Women’s History Month isn’t just a gender issue — it’s a climate issue, too

on March 23, 2022

If you care about the climate crisis, then you should care about gender equality, too. There are plenty of ways to look at climate and women’s equality — take, for instance, the low numbers of women working on solutions in the climate tech industry — but at the end of the day, the connection is simple. Climate change is a gendered issue.

If you’re going to be a feminist on a hot planet, you have to be a climate feminist.-Dr. Katharine K. Wilkinson

This Women’s History Month, we’re taking a look at the connections between gender and climate, and why women need to play a bigger role in climate solutions.

Climate change disproportionately affects women

The climate crisis does not impact everyone equally, or in the same ways. Men cause more climate emissions than women (16% more, by some estimates), but women and girls disproportionately feel the effects. There are economic, cultural, and social reasons for this.

(Directions for this task) Could you pick up the article on gender and climate change after its last sentence and continue it? The items that come next are separate material, not part of the article on gender and climate change.

(Given information)
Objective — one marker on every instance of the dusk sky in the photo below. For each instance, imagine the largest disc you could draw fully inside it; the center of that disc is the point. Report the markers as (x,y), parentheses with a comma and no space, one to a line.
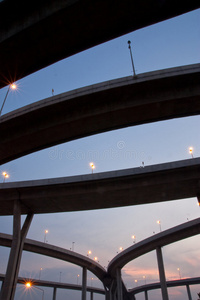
(172,43)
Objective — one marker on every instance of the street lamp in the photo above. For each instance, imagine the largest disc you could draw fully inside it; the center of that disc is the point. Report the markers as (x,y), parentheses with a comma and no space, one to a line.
(129,46)
(73,246)
(89,252)
(5,175)
(191,151)
(45,236)
(136,282)
(158,222)
(11,86)
(134,239)
(40,273)
(92,166)
(78,278)
(29,285)
(179,271)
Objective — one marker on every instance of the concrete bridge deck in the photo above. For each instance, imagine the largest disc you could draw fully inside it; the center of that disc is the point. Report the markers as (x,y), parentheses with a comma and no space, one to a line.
(151,97)
(35,36)
(156,183)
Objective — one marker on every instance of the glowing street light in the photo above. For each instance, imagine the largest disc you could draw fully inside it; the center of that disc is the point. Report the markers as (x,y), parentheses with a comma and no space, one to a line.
(29,285)
(134,239)
(40,273)
(11,86)
(136,282)
(91,280)
(73,246)
(45,236)
(158,222)
(129,46)
(78,278)
(191,151)
(92,166)
(179,271)
(5,175)
(89,252)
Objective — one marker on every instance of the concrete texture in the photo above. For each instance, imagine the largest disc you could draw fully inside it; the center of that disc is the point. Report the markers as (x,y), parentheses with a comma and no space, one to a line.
(35,36)
(59,253)
(151,97)
(104,190)
(161,239)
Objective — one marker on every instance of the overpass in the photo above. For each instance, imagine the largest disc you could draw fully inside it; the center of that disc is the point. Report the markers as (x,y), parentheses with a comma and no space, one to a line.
(151,97)
(112,278)
(35,36)
(104,190)
(58,253)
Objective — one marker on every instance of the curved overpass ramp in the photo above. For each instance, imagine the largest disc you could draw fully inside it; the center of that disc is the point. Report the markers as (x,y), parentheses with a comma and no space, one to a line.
(164,238)
(150,97)
(48,31)
(58,253)
(163,182)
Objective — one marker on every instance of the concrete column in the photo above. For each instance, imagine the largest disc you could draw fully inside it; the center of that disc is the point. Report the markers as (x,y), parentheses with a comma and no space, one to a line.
(162,274)
(146,295)
(84,283)
(119,284)
(54,293)
(189,293)
(10,281)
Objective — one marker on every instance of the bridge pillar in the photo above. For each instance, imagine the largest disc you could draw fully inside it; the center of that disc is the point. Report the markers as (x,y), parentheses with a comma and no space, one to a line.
(84,283)
(54,293)
(189,292)
(162,274)
(119,284)
(19,235)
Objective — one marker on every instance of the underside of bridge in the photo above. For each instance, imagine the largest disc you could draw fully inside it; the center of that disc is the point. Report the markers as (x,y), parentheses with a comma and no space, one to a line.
(37,35)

(The answer)
Women make up 70% of the world’s poor, which means that they have less access to the resources that could help them escape or adapt to the effects of climate change. And they tend to be less involved in decisions about how resources are used. For instance, women make up the majority of the world’s food production workers, but they own just 10% of the land.

Socially and culturally, women’s caregiving responsibilities often leave them less able to migrate to escape the effects of climate change. They may be taking care of children or elderly relatives, and usually bear the responsibility of securing housing, food, and water for their families. This leaves them more vulnerable to disasters when they do strike.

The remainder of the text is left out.